START Records for this exercise

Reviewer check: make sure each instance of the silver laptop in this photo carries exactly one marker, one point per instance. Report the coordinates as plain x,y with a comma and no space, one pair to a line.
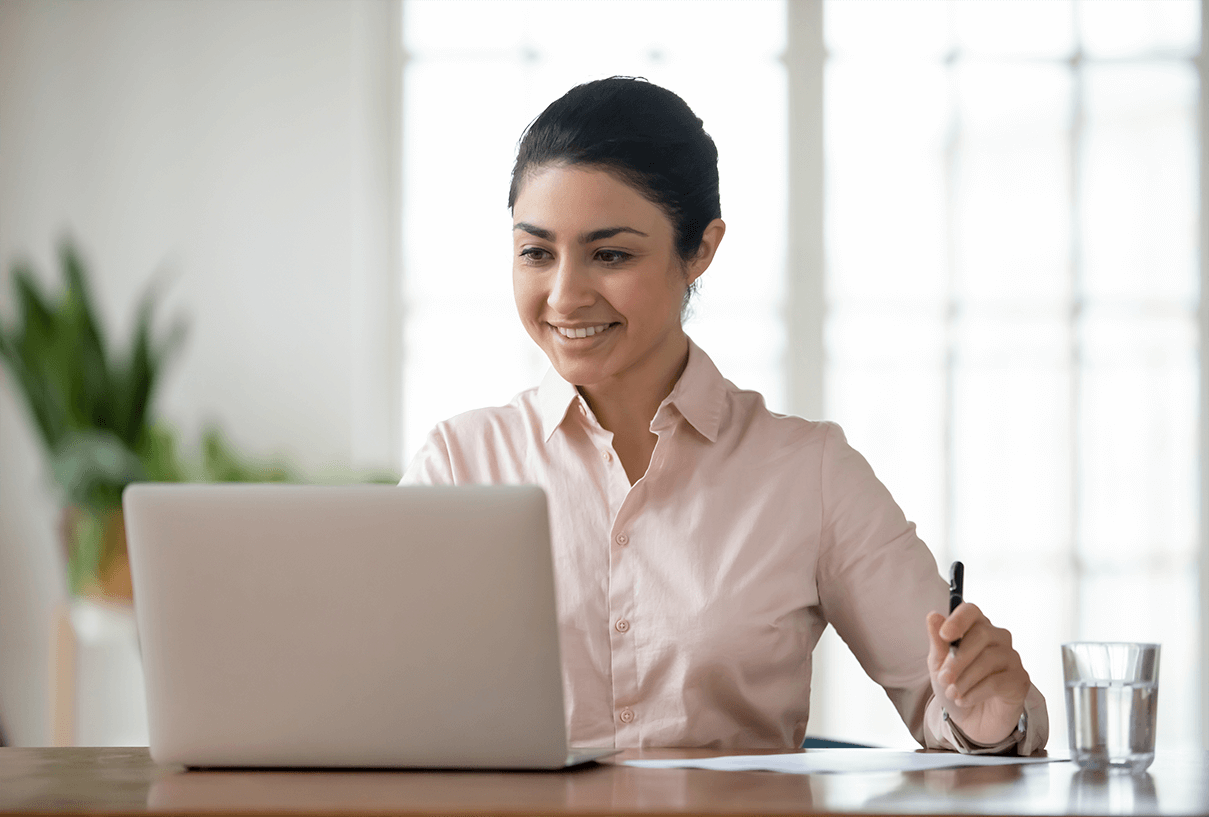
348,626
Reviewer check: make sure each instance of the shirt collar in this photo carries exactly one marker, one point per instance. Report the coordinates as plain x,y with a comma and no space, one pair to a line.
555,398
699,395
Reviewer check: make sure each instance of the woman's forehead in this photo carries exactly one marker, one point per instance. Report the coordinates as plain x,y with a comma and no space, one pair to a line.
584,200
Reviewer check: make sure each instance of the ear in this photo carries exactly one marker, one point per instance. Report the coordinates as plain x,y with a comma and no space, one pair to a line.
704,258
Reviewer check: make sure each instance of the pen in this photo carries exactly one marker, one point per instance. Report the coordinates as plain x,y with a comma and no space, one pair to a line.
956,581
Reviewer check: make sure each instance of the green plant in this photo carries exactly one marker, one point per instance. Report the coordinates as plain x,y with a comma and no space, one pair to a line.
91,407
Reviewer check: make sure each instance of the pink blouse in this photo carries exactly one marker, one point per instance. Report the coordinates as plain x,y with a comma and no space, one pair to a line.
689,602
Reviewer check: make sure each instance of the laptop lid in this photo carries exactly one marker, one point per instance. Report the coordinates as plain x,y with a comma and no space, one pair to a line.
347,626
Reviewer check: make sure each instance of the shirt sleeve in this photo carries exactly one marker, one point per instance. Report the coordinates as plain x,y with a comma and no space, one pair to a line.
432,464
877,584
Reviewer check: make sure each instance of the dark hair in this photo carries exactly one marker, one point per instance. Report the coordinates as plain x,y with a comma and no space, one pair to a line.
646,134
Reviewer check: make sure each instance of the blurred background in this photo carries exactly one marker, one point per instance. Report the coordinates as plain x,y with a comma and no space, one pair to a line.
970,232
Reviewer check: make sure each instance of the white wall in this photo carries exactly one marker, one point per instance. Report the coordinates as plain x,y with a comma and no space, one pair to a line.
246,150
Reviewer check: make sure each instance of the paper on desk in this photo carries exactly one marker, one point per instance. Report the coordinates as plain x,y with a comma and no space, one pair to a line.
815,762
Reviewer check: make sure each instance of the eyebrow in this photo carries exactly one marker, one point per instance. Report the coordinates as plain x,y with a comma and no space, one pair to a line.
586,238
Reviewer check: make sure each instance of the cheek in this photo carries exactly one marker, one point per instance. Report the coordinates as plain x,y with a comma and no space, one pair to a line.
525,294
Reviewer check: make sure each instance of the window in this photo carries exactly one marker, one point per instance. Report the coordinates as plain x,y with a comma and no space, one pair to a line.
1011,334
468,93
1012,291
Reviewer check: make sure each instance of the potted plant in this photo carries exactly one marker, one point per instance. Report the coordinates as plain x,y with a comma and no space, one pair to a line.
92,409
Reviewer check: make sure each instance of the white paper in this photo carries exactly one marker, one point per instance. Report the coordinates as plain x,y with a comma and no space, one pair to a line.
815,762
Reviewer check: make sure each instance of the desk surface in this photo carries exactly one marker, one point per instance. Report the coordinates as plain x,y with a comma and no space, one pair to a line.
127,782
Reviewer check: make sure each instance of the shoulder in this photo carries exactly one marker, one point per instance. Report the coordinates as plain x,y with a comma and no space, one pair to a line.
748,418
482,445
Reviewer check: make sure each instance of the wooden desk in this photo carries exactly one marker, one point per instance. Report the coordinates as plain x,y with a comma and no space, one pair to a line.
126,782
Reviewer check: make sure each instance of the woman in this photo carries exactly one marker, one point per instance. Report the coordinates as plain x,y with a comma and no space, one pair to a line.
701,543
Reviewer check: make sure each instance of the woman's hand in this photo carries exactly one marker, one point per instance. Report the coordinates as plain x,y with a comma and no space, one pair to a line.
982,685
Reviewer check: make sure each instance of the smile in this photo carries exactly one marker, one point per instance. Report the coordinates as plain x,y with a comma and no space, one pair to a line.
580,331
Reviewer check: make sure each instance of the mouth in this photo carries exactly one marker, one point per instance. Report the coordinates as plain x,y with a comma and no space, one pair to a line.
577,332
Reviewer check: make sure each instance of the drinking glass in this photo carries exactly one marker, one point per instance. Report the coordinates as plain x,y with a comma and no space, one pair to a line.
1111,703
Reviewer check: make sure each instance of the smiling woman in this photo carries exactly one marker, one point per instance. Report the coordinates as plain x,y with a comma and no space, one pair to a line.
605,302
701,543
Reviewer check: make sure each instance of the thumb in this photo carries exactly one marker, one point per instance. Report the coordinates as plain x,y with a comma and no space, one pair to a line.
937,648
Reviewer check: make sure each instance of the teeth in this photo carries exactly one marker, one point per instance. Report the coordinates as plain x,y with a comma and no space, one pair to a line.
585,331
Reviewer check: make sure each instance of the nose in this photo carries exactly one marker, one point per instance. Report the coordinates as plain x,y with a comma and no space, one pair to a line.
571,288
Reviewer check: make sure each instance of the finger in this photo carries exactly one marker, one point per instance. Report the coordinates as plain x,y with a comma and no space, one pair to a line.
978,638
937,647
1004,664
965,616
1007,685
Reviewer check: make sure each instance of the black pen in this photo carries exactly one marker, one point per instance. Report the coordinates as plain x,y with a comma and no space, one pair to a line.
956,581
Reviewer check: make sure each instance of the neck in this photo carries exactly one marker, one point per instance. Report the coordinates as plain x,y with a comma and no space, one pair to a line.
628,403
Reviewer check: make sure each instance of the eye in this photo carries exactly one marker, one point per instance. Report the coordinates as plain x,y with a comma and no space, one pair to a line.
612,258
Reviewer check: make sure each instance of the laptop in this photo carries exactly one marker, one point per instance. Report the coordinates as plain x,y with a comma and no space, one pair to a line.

END Records for this exercise

-- Short task --
Please extract exactly, and only, the lines from the line containing "Reviewer check: make sure each instance of the smiling" through the last line of the records.

-- Expected output --
Reviewer check: make sure each instance of the smiling woman in this photo carries exactly one marker, one point per instance. Report the coordinates as plain x,y with a comma and no space, one pair to a line.
605,302
701,543
Reviewer check: make sure each instance of the thumb in this photo carries exactly one marker, one point per instance. Report the coordinates as plain x,y with a comma and no space, one pair to a line.
937,648
Reviewer check: make sure each instance of the teeth in this photo carries exactly one marker, one point per instance. Report the coordinates as plain x,y with a comma and no space, one pair to a line.
585,331
Reviewer check: make sure each instance of the nose in this photo carries exactly one marker, one point per instance. Report the coordinates as plain x,y with a comma and no space, one pair to a line.
571,288
Reviewer check: make sure each instance of the finger in this photo carries exactly one marker, one point per instance. Report the coordinates as plain x,y with a comma and no space, one pair to a line.
978,638
937,647
1004,664
965,616
1007,685
Reviewer check: make sure each instance of the black pen in this photo carries exactly one marker, one point per instance. Report the coordinates as plain x,y with a comma and no space, one pair to a line.
956,581
Reviewer check: make sure each instance of the neck in this photo carries exactly one marker, one point per instance. Report the coordinates as plain x,y with a comma and no space, one pair to a line.
628,403
Reviewer check: make sure each instance of the eye in this photo carries exactly one marker, one point per instance. Report the coordinates as plain x,y with a comma and no space, one pair to a line.
612,258
Reviewer check: make sure each instance of the laptop in this photo carries exactly one marker, one point per instance. Report the coordinates as plain x,y with a comma and no space, one pair to a line.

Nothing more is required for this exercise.